The records below hold a stretch from the line with "Give the exact, pixel-accurate" through the line with "box: [127, 81, 149, 90]"; return exactly those lines, ends included, and nothing more.
%%
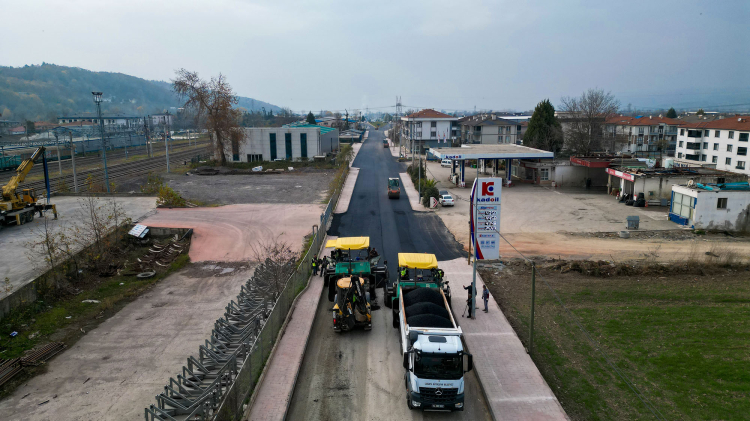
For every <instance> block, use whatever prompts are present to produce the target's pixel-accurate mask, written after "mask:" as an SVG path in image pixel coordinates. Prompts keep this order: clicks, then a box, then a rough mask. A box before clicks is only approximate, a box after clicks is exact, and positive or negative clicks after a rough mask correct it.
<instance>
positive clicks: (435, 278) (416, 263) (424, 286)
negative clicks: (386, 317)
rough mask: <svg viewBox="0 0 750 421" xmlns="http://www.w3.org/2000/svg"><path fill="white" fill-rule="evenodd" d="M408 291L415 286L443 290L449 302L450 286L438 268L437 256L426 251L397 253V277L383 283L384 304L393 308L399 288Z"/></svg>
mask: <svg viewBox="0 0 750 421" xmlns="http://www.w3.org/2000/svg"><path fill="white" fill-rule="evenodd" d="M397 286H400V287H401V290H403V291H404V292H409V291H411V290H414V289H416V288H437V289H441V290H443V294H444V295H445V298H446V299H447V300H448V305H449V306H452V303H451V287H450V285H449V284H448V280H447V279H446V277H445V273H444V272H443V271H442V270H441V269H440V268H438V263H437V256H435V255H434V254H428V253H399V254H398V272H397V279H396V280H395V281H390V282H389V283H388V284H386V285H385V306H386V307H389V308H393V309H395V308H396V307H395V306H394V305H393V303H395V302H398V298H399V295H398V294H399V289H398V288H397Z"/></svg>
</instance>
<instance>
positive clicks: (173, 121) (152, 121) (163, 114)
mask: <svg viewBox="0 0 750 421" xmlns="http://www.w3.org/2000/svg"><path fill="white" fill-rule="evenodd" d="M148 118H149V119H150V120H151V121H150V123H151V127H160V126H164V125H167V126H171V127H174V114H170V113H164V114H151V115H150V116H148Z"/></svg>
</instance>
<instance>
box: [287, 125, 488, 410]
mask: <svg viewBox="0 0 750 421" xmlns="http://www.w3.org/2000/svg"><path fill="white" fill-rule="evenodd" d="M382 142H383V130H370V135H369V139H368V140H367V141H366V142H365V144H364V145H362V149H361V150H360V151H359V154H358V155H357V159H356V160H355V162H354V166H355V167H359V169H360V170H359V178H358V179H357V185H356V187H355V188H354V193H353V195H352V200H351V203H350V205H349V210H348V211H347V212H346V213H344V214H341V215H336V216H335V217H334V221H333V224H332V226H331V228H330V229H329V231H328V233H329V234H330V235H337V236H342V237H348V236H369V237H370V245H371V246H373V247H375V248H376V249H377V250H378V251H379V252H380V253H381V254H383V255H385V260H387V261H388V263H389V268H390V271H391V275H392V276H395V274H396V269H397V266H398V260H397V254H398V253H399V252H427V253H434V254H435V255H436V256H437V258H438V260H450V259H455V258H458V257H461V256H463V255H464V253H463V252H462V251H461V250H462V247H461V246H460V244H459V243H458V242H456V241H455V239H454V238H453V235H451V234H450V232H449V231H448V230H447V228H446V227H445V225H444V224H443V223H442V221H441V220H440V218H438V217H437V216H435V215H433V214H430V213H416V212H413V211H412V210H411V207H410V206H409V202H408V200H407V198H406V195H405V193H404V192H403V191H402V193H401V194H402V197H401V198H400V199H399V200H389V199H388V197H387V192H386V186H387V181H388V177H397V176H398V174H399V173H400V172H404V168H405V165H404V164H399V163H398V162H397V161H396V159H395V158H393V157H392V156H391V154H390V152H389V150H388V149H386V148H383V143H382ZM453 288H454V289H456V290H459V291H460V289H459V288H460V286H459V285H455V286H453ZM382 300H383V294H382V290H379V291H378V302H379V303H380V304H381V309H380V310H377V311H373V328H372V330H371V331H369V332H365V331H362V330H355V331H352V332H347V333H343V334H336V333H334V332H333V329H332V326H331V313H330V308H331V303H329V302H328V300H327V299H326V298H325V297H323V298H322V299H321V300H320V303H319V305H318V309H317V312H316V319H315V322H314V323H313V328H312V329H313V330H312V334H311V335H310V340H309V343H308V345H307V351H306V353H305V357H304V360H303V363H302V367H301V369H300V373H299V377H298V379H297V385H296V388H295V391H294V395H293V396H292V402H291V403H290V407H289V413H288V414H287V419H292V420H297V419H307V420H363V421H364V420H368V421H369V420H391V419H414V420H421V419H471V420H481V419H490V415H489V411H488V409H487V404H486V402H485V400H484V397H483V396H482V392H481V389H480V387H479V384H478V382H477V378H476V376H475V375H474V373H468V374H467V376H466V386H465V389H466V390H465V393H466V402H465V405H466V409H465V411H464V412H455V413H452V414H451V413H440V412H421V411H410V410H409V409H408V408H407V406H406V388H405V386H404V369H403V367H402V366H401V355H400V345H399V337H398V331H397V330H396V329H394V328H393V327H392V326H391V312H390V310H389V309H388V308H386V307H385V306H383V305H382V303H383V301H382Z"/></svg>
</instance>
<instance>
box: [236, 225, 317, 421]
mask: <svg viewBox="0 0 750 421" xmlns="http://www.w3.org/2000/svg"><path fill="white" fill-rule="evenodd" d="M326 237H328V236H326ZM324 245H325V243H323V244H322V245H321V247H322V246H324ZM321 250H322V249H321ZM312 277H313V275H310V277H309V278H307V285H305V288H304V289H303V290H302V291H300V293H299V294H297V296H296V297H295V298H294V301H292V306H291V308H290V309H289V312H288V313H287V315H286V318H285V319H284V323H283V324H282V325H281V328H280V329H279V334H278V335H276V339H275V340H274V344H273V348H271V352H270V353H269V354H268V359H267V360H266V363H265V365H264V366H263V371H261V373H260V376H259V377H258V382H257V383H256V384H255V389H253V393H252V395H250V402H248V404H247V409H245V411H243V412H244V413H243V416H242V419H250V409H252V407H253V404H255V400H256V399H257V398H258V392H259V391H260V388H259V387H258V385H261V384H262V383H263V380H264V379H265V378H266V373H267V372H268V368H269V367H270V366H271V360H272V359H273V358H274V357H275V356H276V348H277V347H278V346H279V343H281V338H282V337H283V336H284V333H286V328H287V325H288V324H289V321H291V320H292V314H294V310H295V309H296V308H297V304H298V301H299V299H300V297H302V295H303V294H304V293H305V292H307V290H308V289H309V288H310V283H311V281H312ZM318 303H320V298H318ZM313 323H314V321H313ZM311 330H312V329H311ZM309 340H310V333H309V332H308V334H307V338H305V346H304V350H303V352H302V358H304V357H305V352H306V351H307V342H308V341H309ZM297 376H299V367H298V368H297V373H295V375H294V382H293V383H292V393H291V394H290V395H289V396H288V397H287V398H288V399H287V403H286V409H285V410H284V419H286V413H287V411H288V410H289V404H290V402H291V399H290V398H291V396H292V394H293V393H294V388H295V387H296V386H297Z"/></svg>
%%
%%
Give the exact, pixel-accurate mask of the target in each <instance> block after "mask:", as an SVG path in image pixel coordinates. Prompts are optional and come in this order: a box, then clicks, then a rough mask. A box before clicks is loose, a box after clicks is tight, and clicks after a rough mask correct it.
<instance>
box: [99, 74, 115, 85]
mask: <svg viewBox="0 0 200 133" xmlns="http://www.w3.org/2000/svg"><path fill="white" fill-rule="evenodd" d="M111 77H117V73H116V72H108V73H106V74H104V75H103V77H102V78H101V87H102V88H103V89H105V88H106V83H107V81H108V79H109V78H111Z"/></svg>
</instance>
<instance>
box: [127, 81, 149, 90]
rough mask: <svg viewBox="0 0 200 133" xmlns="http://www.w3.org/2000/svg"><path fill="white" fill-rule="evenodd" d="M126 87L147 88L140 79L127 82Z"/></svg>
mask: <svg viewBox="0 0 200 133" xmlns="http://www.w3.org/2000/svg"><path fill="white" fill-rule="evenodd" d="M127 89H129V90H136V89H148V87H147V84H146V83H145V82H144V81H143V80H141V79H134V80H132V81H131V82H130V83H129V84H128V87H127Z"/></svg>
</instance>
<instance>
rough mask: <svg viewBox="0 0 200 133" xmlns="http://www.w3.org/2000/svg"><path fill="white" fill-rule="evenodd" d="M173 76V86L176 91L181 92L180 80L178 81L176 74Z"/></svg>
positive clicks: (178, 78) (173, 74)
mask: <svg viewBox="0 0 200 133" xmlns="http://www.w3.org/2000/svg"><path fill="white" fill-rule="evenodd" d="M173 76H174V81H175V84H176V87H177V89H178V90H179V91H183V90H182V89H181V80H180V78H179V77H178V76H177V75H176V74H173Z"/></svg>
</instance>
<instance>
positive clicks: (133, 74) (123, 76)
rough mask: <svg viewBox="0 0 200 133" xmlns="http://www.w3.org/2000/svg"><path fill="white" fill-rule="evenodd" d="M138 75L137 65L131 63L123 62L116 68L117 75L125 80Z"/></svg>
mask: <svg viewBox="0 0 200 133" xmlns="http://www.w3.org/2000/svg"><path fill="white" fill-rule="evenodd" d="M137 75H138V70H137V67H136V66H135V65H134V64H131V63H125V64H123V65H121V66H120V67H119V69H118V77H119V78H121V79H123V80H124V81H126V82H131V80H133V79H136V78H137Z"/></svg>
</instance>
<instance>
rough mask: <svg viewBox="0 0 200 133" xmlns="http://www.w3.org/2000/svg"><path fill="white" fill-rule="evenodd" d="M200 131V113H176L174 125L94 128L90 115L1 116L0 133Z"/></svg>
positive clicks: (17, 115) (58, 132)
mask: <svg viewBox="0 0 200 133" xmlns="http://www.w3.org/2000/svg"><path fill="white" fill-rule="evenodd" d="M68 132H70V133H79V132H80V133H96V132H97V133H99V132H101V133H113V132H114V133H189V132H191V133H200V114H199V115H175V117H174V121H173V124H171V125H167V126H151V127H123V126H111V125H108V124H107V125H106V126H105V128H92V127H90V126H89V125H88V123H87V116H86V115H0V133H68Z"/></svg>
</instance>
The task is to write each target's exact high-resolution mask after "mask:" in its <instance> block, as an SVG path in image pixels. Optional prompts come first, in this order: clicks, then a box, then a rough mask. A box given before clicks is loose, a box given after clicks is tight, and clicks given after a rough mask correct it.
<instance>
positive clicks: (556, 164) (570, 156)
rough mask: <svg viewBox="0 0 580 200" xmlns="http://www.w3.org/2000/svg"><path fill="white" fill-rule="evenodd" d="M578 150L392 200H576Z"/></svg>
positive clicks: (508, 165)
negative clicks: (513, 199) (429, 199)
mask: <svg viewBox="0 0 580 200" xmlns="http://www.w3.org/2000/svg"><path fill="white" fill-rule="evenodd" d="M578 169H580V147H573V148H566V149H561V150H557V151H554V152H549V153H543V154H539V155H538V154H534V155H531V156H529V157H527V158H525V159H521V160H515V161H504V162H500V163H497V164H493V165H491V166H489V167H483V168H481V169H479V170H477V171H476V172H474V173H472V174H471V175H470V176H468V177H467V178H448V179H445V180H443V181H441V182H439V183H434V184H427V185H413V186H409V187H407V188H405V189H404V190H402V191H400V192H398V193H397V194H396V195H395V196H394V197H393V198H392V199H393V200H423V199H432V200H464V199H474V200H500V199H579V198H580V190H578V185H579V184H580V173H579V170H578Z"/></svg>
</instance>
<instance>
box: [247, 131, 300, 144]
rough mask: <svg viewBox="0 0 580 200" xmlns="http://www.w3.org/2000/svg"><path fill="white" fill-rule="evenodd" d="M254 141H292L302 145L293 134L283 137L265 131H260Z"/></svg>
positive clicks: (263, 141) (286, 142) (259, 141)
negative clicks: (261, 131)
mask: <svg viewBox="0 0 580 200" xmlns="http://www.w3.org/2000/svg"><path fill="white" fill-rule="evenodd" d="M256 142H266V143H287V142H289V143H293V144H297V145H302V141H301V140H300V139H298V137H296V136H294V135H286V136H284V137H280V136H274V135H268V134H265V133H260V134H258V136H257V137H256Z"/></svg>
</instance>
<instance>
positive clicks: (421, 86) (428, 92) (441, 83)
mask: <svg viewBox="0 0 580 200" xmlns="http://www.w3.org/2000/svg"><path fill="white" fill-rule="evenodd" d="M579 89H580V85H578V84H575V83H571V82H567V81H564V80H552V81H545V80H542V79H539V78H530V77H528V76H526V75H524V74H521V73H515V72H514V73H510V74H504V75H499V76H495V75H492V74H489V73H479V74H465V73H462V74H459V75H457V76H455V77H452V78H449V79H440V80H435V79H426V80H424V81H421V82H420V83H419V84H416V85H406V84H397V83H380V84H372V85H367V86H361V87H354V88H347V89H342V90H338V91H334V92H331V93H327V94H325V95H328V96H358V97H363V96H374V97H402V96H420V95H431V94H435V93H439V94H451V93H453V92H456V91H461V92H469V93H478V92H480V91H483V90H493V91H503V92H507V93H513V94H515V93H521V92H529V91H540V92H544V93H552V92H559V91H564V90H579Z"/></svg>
%%
%%
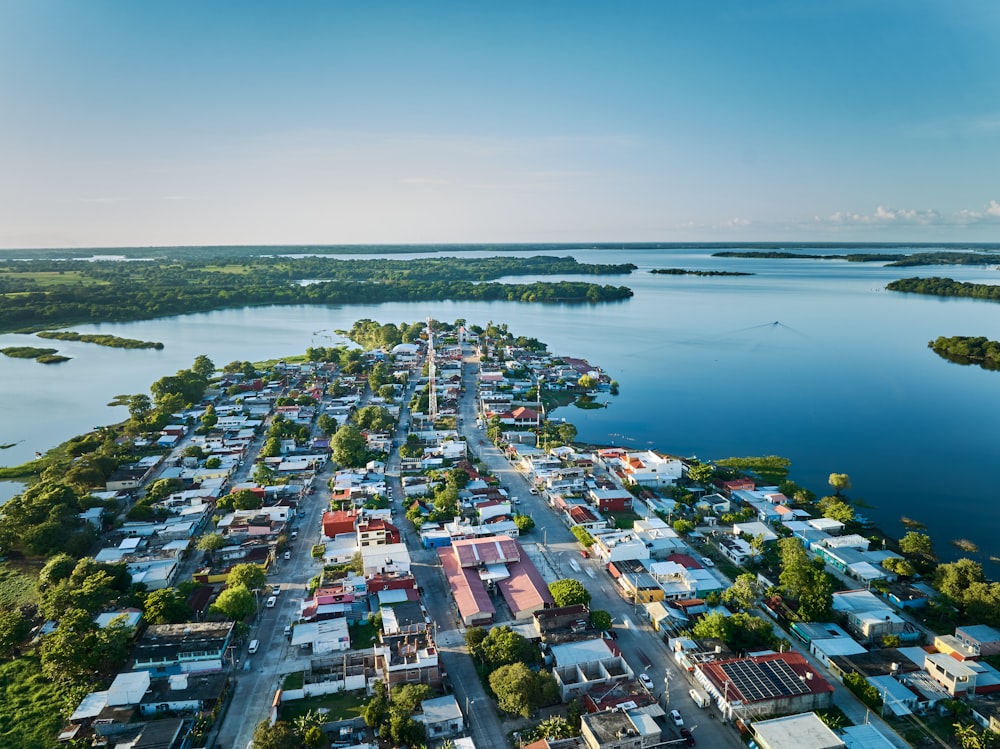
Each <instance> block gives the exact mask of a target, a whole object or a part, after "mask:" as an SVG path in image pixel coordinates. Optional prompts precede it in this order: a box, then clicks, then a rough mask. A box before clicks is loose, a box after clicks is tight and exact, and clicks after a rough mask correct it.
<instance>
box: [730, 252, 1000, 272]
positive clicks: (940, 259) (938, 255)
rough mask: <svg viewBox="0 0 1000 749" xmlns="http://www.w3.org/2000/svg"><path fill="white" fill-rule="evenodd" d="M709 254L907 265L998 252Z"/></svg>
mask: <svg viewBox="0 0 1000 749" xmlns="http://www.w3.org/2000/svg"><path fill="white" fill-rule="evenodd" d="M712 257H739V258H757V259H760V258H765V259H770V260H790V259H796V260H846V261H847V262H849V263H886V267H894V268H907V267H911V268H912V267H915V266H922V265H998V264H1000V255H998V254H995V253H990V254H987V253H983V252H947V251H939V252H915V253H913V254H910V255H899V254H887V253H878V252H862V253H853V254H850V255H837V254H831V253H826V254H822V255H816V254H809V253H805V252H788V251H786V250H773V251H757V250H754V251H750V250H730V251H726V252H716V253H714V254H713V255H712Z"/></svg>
%%
» Exercise answer
Give the exact, pixel-accurate mask of the target in each <instance> block after "mask:", as an SVG path in image pixel coordinates. Prompts are optional and come in this order: a box, then clicks, then a rough mask. A box before clicks is loose, a box after clicks is tight, and clicks after a rough mask correct it.
<instance>
box: [99, 74, 115, 85]
mask: <svg viewBox="0 0 200 133" xmlns="http://www.w3.org/2000/svg"><path fill="white" fill-rule="evenodd" d="M111 77H117V73H116V72H108V73H106V74H104V75H103V77H102V78H101V87H102V88H103V89H105V88H106V83H107V81H108V79H109V78H111Z"/></svg>
</instance>
<instance>
box: [127, 81, 149, 90]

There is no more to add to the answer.